**EXERCISE PROMPT:** The answer must be every line below that holds the word "gravel".
[Start of Attachment]
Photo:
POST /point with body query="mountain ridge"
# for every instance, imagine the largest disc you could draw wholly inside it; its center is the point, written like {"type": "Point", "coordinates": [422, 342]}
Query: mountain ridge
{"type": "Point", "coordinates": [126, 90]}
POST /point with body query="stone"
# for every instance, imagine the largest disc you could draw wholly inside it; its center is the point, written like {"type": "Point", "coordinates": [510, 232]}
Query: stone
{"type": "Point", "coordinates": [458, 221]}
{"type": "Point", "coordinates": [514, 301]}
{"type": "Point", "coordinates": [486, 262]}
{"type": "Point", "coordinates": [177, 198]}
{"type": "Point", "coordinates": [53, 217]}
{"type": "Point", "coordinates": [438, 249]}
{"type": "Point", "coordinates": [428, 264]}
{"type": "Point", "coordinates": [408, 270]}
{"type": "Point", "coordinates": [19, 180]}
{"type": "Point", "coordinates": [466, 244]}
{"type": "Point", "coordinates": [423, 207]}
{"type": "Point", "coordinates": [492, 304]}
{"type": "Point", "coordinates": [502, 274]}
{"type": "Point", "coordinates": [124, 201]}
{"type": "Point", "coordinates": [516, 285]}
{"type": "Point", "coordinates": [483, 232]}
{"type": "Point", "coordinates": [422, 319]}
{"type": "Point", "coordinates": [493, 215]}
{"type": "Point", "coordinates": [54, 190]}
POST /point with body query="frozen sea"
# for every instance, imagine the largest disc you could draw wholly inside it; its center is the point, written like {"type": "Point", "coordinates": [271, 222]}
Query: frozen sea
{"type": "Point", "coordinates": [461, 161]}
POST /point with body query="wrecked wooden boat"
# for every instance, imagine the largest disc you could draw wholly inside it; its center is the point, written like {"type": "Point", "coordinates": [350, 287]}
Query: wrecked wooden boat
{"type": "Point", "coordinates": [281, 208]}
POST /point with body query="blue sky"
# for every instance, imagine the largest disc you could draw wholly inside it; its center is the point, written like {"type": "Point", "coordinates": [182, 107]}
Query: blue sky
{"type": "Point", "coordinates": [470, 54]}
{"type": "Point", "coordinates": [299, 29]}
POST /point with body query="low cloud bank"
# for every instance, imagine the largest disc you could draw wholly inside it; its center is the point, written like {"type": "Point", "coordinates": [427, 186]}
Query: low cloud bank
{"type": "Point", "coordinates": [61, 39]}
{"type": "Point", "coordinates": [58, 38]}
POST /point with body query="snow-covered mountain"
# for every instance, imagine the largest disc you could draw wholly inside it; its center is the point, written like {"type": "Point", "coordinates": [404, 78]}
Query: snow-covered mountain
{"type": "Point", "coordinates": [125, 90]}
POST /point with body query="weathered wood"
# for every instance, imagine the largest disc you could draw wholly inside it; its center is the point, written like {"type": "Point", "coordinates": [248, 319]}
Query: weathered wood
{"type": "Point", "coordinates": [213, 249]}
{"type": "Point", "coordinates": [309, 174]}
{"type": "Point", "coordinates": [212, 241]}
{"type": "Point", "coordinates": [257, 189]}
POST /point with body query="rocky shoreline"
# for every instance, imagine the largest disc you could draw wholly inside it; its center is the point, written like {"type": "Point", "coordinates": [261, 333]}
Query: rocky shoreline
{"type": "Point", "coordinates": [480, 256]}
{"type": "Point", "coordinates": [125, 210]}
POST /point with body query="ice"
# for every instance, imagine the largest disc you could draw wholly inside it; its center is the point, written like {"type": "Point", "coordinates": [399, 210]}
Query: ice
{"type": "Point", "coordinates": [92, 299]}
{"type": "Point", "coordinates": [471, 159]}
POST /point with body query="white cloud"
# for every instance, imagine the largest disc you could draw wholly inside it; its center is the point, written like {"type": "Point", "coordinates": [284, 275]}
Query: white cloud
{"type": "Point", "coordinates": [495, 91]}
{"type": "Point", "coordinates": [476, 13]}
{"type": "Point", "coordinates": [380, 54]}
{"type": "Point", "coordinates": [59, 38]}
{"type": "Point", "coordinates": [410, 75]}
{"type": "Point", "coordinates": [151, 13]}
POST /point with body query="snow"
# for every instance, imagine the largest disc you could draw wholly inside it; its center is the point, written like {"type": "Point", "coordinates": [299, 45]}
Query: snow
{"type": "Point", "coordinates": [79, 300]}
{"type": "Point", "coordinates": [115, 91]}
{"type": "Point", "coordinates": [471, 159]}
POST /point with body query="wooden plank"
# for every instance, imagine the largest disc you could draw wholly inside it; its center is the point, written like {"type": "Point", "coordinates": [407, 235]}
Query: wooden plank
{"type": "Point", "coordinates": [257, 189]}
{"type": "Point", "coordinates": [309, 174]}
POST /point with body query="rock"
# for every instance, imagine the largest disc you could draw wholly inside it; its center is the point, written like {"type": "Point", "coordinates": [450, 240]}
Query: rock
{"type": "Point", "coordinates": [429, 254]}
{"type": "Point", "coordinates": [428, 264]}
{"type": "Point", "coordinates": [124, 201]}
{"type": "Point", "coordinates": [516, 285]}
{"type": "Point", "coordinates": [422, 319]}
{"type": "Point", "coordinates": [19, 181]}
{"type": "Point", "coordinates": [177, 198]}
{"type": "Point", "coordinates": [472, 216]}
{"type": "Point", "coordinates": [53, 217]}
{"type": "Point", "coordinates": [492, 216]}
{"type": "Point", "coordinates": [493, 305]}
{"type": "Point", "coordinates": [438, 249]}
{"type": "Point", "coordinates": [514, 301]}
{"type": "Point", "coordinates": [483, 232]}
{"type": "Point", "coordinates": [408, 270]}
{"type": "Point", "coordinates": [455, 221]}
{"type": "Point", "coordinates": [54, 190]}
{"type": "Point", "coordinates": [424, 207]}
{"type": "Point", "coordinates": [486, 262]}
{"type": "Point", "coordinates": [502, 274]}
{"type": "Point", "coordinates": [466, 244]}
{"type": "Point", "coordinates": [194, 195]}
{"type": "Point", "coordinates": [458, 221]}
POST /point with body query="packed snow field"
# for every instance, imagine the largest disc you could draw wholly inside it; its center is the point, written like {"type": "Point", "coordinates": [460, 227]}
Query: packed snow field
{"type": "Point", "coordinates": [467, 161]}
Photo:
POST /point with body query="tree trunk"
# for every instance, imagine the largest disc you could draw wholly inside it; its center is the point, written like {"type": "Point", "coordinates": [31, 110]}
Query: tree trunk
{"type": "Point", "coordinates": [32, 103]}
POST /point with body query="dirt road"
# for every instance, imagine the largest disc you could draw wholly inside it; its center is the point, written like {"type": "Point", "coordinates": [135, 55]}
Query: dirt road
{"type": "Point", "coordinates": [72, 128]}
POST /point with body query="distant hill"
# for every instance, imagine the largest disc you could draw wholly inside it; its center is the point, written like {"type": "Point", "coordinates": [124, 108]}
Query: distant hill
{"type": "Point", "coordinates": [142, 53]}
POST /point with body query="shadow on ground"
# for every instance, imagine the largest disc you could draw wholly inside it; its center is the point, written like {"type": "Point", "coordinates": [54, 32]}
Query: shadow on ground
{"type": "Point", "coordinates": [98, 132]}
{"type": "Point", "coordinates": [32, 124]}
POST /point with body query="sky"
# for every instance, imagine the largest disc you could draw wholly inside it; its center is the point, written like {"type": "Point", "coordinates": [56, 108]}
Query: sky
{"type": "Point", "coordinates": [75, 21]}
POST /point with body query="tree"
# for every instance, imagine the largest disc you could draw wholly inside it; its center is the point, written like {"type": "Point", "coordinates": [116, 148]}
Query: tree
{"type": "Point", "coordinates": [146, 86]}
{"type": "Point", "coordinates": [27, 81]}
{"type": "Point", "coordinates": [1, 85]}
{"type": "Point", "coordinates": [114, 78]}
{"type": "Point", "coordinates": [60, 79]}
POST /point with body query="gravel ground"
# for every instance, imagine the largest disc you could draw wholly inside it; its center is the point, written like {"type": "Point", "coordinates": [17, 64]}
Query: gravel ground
[End of Attachment]
**RESULT FOR THIS TASK:**
POST /point with body query="gravel ground"
Query: gravel ground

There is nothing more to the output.